## Passage to read
I am trying to produce a Simple report with children. I have used a list:
child_list = []
for child in sa.children(person):
if child not in child_list:
child_list.append(child)
# then later something like
for child in sa.children(family):
if child not in child_list:
child_list.append(child)
This does not produce duplicate children in the child_list
However, if I use a set:
children = set(sdb.children(person))
if additional_parents:
for spouse in additional_parents:
for family in sdb.parent_in(spouse):
children.update(sdb.children(family))
It does produce duplicates.
I can’t find anywhere that discusses this, but is it because Person defines eq
def __eq__(self, other):
return isinstance(other, Person) and self.handle == other.handle
So is update set testing the hash first (see test for equality), and “in list” using the defined equality operation.
I am more interested in understanding what is going on than in getting a fix, but if this is correct, should Person define __hash__ compatibly with __eq__?
# Create a class:
class Obj():
def __hash__(self):
print("hash!")
return 42
def __eq__(self, other):
print("eq!")
return True
# Create an instance:
o = Obj()
# Create a set:
s = set([o, o])
o in s
# prints "hash!"
# Create a list:
l = list[o, o, o]
o in l
# prints "eq!"
You can also look up the details in the documentation, or even ask a chatbot. It looks like it is a bit more complicated for inserts of larger collections of sets:
In summary:
* object in list: Primarily uses == for comparison, iterating through elements.
* object in set: Primarily uses hash() for quick lookup, and then == for collision resolution.
You are correct that if Gramps properly implements both __hash__ and __eq__ then we should cover all bases.
If a class defines mutable objects and implements an __eq__() method, it should not implement __hash__() , since the implementation of hashable collections requires that a key’s hash value is immutable (if the object’s hash value changes, it will be in the wrong hash bucket).
Person is mutable, so __eq__ should be defined (which it is), and __hash__ should not (it isn’t).
The documentation says:
For container types such as list, tuple, set, frozenset, dict, or collections.deque, the expression x in y is equivalent to any(x is e or x == e for e in y) .
It doesn’t say that object in set can use hash() for quick lookup, which it evidently is doing. I think it should say so (if that is indeed what it is doing).

## Information shown

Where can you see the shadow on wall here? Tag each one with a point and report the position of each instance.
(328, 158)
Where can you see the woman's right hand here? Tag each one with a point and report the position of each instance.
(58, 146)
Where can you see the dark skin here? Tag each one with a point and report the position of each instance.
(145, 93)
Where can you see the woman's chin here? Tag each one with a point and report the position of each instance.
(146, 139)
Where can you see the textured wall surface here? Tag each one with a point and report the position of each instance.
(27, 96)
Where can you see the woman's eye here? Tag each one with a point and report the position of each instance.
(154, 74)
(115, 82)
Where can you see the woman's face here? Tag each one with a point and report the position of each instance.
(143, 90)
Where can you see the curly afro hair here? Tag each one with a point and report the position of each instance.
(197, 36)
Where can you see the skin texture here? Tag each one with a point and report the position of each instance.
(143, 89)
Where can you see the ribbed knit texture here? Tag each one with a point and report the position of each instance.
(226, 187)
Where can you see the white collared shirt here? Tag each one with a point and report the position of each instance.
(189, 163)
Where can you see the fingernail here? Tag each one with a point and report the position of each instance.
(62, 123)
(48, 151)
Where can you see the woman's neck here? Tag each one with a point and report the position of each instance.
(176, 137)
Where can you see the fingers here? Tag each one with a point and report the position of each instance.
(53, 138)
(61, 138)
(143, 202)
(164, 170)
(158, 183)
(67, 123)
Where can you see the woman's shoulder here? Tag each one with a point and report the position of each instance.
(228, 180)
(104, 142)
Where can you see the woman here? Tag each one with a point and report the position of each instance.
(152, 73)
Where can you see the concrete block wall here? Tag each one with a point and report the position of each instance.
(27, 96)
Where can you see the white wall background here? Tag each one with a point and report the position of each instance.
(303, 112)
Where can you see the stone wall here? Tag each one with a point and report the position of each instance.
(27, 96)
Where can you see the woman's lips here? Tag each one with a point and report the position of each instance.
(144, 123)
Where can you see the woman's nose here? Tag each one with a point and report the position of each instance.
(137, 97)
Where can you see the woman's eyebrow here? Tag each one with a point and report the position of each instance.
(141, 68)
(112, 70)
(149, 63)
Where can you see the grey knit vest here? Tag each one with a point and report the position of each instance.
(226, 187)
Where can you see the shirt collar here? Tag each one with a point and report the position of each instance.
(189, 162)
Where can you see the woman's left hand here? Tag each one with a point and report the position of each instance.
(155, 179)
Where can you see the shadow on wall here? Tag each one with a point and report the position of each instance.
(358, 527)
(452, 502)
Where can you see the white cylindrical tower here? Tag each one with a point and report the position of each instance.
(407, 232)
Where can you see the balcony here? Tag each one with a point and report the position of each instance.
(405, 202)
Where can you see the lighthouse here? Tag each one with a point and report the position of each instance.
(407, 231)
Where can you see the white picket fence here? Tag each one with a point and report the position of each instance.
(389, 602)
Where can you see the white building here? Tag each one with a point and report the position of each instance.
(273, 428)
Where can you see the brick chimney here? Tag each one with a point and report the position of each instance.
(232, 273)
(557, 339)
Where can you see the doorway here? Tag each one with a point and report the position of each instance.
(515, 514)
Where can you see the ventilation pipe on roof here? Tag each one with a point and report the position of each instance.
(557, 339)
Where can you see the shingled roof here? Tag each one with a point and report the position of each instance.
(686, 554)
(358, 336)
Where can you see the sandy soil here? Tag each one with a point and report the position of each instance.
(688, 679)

## Work to complete
Answer these questions about the forum thread on duplicate children.
(a) Besides checking that the other object is a Person, what does the Person class's __eq__ method compare?
(b) In the Obj demonstration, what is printed after "o in s" runs?
(c) What reason does the thread give for Person not defining __hash__?

## Answer area
(a) It compares the two objects' handles (self.handle == other.handle).
(b) It prints "hash!".
(c) Person is mutable, and hashable collections require that a key's hash value be immutable. If an object's hash value changed, it would end up in the wrong hash bucket.